### EXCERPTED DATA
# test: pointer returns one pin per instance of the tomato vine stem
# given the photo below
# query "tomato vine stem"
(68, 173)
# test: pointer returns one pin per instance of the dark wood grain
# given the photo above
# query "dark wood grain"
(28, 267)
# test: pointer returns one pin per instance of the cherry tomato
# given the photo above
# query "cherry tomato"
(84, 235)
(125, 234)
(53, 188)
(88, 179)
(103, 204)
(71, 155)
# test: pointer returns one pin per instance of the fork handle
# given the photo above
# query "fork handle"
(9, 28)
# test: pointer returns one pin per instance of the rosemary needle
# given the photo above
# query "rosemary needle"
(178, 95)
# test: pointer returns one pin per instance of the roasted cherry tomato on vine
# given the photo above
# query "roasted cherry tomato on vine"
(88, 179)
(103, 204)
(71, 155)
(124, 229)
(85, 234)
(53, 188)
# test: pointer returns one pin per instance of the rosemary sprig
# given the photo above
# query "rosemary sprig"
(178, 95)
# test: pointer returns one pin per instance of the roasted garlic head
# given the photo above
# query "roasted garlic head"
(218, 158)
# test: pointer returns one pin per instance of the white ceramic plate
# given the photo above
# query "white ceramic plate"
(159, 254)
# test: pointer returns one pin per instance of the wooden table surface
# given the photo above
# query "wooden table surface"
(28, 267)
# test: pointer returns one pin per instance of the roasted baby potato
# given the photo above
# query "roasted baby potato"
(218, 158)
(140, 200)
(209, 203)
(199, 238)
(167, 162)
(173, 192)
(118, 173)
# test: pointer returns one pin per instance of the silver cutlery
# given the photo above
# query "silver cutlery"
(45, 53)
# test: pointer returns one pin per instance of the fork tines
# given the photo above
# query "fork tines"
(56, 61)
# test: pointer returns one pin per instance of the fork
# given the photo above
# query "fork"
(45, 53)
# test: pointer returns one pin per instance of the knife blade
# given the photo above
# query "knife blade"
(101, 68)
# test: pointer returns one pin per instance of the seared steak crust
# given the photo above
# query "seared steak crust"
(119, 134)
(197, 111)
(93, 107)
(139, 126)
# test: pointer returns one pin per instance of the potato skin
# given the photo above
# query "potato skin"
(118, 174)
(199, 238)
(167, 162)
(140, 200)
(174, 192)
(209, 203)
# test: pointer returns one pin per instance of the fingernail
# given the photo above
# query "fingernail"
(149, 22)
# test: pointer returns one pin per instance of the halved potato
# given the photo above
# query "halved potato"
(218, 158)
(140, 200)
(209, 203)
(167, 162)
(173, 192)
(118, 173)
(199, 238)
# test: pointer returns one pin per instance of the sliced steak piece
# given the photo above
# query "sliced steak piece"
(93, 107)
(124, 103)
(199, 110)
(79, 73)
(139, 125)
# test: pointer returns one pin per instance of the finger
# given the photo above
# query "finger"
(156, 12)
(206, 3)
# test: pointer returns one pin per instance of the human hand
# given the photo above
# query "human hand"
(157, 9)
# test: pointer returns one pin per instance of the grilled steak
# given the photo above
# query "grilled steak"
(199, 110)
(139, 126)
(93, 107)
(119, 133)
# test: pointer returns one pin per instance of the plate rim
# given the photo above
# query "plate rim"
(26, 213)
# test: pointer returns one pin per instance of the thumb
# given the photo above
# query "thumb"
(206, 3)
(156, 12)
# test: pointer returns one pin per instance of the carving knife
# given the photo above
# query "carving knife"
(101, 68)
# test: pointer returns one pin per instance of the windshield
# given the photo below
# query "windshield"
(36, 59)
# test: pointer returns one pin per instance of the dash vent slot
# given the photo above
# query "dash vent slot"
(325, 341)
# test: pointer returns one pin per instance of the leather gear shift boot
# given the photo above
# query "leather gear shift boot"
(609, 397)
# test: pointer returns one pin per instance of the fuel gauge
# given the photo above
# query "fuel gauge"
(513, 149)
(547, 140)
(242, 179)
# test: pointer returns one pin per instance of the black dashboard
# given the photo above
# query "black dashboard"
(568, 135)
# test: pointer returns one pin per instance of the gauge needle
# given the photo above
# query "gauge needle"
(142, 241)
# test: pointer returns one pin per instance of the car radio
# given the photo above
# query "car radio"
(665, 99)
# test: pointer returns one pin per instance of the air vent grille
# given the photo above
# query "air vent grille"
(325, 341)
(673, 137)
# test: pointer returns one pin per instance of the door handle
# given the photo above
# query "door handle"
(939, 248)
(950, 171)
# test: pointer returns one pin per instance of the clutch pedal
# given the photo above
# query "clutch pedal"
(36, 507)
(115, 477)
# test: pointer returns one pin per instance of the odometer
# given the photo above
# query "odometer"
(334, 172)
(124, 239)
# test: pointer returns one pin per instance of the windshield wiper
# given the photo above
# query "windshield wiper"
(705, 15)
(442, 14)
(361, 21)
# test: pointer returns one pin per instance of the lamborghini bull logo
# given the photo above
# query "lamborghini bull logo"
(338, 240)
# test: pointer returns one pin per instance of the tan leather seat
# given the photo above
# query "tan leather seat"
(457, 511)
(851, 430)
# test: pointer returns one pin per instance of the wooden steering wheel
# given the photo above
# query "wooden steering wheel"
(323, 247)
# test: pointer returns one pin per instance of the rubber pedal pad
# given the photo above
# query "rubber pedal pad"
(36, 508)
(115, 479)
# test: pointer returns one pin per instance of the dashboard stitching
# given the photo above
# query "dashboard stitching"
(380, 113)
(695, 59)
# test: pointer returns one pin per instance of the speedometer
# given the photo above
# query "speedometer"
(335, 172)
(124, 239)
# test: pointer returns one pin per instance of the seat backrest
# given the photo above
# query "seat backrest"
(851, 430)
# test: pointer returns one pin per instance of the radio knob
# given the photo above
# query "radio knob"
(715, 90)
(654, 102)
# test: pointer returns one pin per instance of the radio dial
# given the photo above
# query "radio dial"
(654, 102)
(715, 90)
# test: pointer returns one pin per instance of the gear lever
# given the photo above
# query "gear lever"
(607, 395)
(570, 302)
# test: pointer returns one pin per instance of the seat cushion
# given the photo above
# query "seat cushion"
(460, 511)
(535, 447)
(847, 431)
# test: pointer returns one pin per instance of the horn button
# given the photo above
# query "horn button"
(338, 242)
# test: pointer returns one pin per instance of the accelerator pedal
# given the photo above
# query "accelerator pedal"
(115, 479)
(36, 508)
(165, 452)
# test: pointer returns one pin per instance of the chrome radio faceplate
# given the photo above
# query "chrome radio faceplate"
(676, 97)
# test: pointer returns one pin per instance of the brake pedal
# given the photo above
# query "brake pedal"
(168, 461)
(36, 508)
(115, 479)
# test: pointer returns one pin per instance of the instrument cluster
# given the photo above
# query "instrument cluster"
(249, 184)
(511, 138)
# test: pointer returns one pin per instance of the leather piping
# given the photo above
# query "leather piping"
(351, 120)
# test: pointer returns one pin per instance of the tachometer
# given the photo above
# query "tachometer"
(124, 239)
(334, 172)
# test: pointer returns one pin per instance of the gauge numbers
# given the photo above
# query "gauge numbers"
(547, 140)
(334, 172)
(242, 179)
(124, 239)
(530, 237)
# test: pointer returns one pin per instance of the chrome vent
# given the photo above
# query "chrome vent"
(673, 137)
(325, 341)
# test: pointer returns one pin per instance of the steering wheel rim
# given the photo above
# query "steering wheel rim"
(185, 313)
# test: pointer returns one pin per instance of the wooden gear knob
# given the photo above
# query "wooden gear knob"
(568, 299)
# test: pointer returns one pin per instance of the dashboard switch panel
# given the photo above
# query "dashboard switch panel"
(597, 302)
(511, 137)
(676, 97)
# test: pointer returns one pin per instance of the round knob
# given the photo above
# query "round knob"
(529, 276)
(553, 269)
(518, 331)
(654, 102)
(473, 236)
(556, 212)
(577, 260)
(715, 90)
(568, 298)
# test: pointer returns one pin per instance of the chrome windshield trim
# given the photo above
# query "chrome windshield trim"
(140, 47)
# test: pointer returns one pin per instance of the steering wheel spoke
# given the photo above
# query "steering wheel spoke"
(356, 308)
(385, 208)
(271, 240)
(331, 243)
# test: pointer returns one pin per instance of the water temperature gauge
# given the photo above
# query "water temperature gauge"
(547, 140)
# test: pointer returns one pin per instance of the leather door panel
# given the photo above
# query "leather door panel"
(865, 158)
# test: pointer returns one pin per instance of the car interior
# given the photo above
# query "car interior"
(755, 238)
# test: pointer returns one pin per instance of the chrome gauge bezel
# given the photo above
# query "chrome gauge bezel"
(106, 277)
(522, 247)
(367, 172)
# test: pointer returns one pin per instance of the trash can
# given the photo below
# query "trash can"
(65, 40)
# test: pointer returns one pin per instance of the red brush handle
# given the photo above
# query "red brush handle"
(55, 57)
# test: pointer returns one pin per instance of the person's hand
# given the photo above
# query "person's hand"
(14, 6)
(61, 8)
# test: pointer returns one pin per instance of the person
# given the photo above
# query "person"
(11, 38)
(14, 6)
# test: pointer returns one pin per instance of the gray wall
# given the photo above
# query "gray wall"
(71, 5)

### GIVEN INSTRUCTION
Copy the lines of the listing exactly, starting at the line that contains "# test: pointer returns one pin per instance of the gray" and ending at the last line of the listing, including both.

### ANSWER TO THE EXERCISE
# test: pointer returns one pin per instance of the gray wall
# given the photo above
# query "gray wall"
(71, 5)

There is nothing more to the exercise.